### PROBLEMS AND TASKS
1. Copy the passage from the Lecce travel text word for word, starting at the words "Lecce, in particular, is" and ending after "Third Century, BC.".
2. Reproduce the records from the line containing "Return the outline of every instance of the dark" through the line containing "[[[650,363],[639,364],[561,364],[566,376],[636,376],[650,372]]]", keeping the requests and every other line. Multiply each coordinate in the answer outlines by 0.7 and round it to a whole number, rounding halves up.

### DOCUMENT PASSAGE
·····

Palazzo Bozzi Corso

Lecce | Puglia | Italy

We find ourselves entranced by a mediaeval palazzo that has been transformed into a unique hotel that captures the elegance of the past and the dynamism of the present in the historic Apulian town of Lecce.

1-entrance Palazzo.jpg

Having grown up in Lugano in Southern Switzerland, the history and culture of Italy – our neighbour which is just a few kilometres away – has always been very close to me. Crossing that nearby border has always left me both inspired and intrigued by the way the past and the present mingle in the streets of towns and cities that have stood for centuries. Southern Italy, in particular, is a part of the country I find quite interesting. When most people talk about Italy, they usually refer to major cities such as Rome, Venice, Florence, and Milan. In truth, the entire length and breadth of the country is filled with the richness of local culture, a great respect for centuries of storied history, and a strong sense of national (and regional) pride. This is particularly true of the province of Apulia – better known as Puglia – in the south, and especially so in the city of Lecce: a place proudly referred to as La Firenze del Sud, or ‘The Florence of the South.’

 

In the Land of the Midday Sun

The region where Lecce is located is essentially part of what is formally known as The Kingdom of the Two Sicilies. But it is the region’s nickname which has captured the imagination of artists and writers throughout the ages: Mezzogiorno [It.: midday] because of the intense golden light that splashed vividly throughout the province at noon and in the early afternoon.

Lecce, in particular, is a picturesque city. Whenever I come here, I feel like I am stepping back in time and, depending on which part of the city, I am pleasantly surprised when I find myself amongst ancient Roman ruins like the amphitheatre near the piazza [It.: town square] of Saint Oronzo, the city’s patron, then walk to the different mediaeval and Renaissance-period churches or the palazzi [It.: palaces] built in later centuries. It all speaks of the people’s deep pride in their heritage and their history which goes back to the Third Century, BC.

·····

(Records contained in a dataset)
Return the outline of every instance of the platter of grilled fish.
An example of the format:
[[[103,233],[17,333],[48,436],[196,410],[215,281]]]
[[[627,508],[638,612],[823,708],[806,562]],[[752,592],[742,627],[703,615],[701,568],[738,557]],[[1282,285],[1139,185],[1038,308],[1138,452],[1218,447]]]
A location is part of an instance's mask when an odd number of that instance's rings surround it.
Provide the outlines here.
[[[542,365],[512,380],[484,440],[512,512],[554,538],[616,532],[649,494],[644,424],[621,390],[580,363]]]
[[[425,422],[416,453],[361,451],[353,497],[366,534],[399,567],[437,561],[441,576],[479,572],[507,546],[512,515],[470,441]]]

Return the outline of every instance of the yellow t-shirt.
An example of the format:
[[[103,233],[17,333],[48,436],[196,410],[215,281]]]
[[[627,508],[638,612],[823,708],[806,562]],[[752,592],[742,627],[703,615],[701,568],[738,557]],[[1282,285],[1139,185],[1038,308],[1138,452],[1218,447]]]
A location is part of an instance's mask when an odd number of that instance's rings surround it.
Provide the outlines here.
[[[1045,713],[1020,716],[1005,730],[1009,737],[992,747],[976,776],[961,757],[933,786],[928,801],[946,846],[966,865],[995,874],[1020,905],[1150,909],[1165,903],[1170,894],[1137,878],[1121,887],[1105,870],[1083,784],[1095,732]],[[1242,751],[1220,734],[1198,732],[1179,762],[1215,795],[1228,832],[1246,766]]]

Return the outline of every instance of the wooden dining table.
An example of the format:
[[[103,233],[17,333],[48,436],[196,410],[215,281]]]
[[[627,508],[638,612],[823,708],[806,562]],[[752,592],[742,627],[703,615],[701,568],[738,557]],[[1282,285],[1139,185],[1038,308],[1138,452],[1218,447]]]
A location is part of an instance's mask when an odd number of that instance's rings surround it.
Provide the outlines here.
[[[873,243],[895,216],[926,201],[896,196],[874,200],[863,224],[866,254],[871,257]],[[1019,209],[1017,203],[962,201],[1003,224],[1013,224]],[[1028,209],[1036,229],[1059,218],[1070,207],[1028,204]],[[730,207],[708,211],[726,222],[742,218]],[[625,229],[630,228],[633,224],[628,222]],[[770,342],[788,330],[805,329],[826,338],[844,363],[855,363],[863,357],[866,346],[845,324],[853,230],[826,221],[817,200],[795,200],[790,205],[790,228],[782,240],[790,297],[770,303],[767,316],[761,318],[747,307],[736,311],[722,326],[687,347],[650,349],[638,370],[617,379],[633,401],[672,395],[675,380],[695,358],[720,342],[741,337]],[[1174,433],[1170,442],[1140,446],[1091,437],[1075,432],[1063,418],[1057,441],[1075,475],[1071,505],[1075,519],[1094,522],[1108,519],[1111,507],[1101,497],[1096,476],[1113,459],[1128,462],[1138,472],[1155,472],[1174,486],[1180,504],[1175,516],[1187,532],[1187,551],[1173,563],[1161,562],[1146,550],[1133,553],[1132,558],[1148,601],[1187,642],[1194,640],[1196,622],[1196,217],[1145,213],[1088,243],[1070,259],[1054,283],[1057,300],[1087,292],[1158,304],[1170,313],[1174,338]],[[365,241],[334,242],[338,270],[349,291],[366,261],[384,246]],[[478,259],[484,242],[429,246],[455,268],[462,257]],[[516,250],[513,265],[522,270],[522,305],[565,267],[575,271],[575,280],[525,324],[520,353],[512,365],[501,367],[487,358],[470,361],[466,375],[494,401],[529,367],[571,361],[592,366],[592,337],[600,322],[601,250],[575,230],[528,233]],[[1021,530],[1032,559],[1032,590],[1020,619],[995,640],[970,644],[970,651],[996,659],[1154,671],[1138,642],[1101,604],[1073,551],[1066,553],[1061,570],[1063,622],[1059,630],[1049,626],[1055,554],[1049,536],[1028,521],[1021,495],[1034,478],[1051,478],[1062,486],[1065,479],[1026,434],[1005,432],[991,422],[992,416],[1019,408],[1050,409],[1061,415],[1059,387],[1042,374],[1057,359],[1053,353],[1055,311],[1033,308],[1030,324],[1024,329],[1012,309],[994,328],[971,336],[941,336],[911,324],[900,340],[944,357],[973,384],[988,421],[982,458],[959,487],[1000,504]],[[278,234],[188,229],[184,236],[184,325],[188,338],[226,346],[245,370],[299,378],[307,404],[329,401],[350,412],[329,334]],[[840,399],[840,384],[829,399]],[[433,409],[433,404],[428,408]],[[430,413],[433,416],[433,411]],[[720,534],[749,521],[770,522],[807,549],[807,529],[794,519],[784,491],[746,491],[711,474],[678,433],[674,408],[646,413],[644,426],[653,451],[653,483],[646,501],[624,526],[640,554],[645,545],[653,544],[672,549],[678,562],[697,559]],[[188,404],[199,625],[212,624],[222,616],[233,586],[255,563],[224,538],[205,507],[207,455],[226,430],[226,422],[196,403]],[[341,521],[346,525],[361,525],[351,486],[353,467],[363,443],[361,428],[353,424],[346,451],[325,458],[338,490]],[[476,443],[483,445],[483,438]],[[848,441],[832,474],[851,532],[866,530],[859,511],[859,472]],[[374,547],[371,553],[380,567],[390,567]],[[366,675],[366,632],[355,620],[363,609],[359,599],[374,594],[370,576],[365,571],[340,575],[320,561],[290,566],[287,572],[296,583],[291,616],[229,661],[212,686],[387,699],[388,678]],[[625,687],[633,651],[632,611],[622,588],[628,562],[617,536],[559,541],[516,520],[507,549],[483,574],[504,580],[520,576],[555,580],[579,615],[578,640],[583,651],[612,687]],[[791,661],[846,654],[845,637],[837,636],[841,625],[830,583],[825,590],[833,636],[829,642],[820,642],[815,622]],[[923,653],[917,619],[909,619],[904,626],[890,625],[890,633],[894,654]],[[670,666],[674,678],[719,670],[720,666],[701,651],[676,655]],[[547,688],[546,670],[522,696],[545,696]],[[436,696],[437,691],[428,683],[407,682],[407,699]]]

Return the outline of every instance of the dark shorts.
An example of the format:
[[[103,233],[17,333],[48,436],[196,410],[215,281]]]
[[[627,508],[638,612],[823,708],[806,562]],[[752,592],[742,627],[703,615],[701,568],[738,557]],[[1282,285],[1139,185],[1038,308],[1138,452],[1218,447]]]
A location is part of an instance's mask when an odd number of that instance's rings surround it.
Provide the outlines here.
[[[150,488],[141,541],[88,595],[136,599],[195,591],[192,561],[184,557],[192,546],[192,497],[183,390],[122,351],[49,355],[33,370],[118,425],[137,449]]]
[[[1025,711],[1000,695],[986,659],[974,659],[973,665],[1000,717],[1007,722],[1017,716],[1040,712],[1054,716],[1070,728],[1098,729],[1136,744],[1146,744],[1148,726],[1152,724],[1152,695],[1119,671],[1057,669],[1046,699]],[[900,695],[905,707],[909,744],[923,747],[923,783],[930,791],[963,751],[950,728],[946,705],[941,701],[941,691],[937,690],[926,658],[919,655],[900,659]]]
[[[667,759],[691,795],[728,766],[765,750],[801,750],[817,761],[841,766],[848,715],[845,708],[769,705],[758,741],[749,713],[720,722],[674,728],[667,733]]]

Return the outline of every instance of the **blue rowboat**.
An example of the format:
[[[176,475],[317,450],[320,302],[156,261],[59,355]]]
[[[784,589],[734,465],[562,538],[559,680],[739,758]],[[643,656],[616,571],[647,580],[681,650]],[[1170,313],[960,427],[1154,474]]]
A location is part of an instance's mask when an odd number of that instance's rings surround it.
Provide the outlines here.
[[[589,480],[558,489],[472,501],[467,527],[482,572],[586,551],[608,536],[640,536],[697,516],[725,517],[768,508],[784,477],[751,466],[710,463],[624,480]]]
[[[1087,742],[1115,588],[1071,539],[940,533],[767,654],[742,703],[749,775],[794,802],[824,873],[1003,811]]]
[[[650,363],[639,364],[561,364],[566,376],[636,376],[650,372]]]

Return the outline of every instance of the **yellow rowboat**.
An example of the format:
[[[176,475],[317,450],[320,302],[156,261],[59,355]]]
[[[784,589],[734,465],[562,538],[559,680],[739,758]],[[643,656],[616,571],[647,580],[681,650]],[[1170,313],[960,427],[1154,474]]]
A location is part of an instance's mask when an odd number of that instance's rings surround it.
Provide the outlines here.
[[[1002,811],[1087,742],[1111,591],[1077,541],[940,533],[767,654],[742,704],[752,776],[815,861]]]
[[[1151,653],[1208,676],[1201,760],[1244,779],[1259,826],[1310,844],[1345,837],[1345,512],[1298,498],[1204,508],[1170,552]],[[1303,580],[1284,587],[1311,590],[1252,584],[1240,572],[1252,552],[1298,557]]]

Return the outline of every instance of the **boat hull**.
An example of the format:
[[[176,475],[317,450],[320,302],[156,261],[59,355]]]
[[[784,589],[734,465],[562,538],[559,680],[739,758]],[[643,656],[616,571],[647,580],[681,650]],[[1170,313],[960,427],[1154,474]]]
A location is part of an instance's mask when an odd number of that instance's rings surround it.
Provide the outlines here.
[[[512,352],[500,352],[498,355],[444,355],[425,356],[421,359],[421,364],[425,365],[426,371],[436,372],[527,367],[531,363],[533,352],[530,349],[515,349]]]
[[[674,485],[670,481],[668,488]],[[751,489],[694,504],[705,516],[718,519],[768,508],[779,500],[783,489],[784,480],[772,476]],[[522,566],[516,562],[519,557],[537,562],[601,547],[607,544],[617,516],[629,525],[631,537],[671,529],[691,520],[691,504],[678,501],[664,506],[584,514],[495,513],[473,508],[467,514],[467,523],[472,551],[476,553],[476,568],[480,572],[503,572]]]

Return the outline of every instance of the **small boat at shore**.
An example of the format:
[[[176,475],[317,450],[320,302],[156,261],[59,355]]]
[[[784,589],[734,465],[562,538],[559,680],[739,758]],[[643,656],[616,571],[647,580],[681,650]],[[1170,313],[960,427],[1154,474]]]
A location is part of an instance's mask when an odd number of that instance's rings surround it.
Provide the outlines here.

·····

### SOLUTIONS TO THE PROBLEMS
1.
Lecce, in particular, is a picturesque city. Whenever I come here, I feel like I am stepping back in time and, depending on which part of the city, I am pleasantly surprised when I find myself amongst ancient Roman ruins like the amphitheatre near the piazza [It.: town square] of Saint Oronzo, the city’s patron, then walk to the different mediaeval and Renaissance-period churches or the palazzi [It.: palaces] built in later centuries. It all speaks of the people’s deep pride in their heritage and their history which goes back to the Third Century, BC.

2.
Return the outline of every instance of the dark shorts.
An example of the format:
[[[103,233],[17,333],[48,436],[196,410],[215,281]]]
[[[627,508],[638,612],[823,708],[806,562]],[[752,592],[742,627],[703,615],[701,568],[738,557]],[[1282,285],[1139,185],[1038,308],[1138,452],[1218,447]]]
A location is part of an instance's mask when an odd number of that instance's rings surround it.
Provide the outlines here.
[[[105,342],[99,379],[62,417],[95,419],[137,414],[134,393],[129,390],[134,382],[134,348],[128,273],[85,246],[34,249],[23,259],[83,298],[96,314]]]
[[[718,498],[700,487],[690,461],[682,461],[681,466],[700,502],[705,505],[712,501],[728,498],[738,501],[749,510],[769,510],[795,521],[802,521],[804,508],[806,507],[806,487],[783,470],[740,468],[732,489]],[[630,487],[634,495],[636,521],[646,523],[646,548],[651,554],[674,526],[665,510],[662,494],[659,491],[659,484],[656,483],[648,461],[643,459],[630,461]]]
[[[467,531],[484,557],[510,536],[536,525],[561,525],[572,533],[589,536],[594,501],[592,496],[538,494],[531,519],[524,499],[504,505],[472,510],[467,513]]]

Return the outline of every instance of the **blue rowboat**.
An example of the format:
[[[176,475],[317,450],[320,302],[156,261],[59,355]]]
[[[784,589],[734,465],[562,538],[559,680],[739,758]],[[643,656],[616,571],[647,580],[681,650]],[[1170,313],[960,427],[1154,474]]]
A location is part of an instance's mask when an odd number of that instance's rings surround it.
Provide the outlines here.
[[[412,336],[391,342],[330,351],[327,369],[337,400],[410,386],[426,375],[448,375],[488,361],[508,362],[538,356],[549,334],[526,326],[497,324],[437,336]]]
[[[761,519],[781,412],[750,377],[658,373],[537,458],[519,492],[524,543],[556,561],[577,611],[702,568]]]
[[[455,254],[447,255],[393,255],[396,263],[445,263],[455,260]]]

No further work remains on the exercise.